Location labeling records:
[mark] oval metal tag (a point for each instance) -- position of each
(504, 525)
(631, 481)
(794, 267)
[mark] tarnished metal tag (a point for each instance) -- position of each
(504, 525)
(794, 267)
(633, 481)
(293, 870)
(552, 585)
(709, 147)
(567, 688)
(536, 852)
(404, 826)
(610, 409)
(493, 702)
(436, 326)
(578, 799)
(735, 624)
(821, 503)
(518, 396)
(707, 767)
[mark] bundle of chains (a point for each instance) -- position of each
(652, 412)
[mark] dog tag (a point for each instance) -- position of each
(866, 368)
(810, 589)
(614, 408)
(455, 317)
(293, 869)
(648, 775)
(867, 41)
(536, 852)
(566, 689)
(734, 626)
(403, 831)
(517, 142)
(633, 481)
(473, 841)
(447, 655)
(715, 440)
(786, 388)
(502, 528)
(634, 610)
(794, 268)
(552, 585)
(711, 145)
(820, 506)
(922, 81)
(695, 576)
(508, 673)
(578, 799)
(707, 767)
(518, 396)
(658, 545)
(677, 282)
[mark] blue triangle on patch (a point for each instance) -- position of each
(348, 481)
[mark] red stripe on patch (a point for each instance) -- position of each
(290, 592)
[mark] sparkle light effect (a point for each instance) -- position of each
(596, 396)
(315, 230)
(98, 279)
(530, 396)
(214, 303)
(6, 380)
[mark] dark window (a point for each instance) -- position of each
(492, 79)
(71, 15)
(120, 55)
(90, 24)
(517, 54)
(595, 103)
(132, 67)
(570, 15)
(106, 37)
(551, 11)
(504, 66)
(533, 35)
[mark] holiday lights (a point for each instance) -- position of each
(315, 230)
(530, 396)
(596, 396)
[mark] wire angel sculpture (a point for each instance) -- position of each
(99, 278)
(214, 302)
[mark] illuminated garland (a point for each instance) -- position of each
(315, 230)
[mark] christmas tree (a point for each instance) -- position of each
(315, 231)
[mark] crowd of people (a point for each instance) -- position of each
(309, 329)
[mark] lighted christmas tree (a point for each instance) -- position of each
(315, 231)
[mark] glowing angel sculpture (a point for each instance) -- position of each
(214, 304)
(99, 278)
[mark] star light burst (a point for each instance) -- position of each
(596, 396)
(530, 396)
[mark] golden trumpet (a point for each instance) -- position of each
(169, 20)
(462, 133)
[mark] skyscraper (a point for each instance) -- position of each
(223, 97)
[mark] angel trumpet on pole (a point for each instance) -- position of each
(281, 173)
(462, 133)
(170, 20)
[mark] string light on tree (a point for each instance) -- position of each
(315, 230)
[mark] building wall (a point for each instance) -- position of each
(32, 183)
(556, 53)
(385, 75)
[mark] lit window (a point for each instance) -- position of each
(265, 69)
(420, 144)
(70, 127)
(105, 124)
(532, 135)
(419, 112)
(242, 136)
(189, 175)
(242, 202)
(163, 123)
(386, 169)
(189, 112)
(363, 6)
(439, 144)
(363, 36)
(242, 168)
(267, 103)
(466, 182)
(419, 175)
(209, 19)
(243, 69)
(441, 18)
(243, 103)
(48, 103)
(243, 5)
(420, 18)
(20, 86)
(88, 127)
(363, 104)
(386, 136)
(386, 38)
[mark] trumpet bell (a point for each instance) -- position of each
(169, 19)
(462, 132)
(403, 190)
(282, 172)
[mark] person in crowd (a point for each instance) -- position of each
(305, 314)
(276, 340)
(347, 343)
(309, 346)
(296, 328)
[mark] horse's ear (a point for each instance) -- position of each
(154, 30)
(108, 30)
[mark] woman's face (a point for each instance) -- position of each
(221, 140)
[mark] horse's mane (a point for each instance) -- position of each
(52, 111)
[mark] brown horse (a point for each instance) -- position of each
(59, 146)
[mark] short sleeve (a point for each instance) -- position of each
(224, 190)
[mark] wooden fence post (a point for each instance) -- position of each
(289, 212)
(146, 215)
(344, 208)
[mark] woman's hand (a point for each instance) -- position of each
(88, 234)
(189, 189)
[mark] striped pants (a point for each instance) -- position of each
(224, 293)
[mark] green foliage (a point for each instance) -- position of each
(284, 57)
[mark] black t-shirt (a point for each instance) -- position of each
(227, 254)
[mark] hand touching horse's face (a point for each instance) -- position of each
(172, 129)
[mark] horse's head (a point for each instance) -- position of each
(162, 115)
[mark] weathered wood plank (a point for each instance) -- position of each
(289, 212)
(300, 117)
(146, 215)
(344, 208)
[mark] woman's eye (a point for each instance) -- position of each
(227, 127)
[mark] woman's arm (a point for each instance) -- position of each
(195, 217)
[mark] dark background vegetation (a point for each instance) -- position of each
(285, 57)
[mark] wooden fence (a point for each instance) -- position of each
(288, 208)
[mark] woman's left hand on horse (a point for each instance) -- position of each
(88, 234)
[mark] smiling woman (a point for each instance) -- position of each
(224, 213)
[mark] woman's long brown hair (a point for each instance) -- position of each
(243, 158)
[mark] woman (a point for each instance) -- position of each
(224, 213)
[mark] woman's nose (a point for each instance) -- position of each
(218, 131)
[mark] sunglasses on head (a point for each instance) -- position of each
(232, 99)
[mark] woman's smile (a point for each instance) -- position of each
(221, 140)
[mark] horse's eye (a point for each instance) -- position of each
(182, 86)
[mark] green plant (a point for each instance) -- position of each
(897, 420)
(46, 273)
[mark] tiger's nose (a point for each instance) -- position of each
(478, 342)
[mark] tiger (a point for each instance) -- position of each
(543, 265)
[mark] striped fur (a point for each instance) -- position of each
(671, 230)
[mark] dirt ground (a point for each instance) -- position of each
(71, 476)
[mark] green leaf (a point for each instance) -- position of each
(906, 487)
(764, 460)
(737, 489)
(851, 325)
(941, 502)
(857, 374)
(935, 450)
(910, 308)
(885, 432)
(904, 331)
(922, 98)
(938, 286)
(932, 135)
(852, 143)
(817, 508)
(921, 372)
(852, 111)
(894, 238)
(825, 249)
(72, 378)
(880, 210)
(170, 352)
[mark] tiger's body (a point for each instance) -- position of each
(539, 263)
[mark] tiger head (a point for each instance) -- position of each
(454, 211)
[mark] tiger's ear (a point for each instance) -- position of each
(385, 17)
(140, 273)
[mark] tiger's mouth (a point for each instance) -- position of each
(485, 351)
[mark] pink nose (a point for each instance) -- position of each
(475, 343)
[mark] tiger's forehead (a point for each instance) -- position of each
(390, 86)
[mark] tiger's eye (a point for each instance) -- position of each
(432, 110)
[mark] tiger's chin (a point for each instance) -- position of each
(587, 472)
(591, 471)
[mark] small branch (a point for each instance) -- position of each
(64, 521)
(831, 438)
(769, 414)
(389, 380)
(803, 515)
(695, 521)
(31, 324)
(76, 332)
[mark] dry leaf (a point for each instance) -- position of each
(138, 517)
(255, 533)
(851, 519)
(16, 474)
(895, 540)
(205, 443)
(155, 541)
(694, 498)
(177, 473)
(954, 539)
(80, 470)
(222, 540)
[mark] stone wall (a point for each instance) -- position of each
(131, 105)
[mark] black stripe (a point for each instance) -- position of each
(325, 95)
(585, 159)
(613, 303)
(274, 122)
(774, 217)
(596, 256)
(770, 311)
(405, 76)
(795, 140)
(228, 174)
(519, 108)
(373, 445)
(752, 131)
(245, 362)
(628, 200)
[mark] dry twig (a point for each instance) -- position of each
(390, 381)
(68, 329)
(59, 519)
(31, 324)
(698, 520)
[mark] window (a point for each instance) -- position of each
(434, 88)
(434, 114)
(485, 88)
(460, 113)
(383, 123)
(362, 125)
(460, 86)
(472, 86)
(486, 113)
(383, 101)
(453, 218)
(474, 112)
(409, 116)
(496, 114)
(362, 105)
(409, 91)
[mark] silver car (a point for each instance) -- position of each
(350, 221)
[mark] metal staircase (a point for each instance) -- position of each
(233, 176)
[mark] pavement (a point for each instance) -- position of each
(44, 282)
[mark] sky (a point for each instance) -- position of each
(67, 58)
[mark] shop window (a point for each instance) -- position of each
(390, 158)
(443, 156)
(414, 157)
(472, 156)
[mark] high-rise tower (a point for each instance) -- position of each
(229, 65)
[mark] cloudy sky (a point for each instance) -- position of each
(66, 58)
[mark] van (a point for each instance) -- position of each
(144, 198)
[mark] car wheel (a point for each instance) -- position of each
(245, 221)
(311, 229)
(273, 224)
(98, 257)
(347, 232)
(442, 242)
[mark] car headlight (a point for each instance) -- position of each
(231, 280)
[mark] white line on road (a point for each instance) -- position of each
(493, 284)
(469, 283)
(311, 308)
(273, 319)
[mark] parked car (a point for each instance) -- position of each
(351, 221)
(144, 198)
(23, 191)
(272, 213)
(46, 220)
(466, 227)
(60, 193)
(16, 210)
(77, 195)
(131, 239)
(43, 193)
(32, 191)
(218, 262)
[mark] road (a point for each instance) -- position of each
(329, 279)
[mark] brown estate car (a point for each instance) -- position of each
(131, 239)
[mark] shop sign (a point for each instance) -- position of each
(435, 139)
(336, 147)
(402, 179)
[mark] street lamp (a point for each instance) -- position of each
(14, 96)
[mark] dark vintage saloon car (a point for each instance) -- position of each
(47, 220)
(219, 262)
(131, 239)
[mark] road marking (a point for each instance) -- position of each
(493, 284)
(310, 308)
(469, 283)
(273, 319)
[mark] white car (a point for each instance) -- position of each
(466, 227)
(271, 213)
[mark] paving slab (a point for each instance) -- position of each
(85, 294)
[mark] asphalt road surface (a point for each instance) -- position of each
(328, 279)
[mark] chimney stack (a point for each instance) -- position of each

■ **Exercise objective**: Starting with the line containing "[mark] paving slab" and going on through the end of the material, rewrite those lines with "chimney stack" changed to "chimney pot" and everything else left as is.

■ **Solved exercise**:
[mark] paving slab (a point for each instance) -- position of each
(85, 294)
[mark] asphalt road surface (a point for each instance) -- position of each
(328, 279)
[mark] chimney pot (a point for each instance) -- position of each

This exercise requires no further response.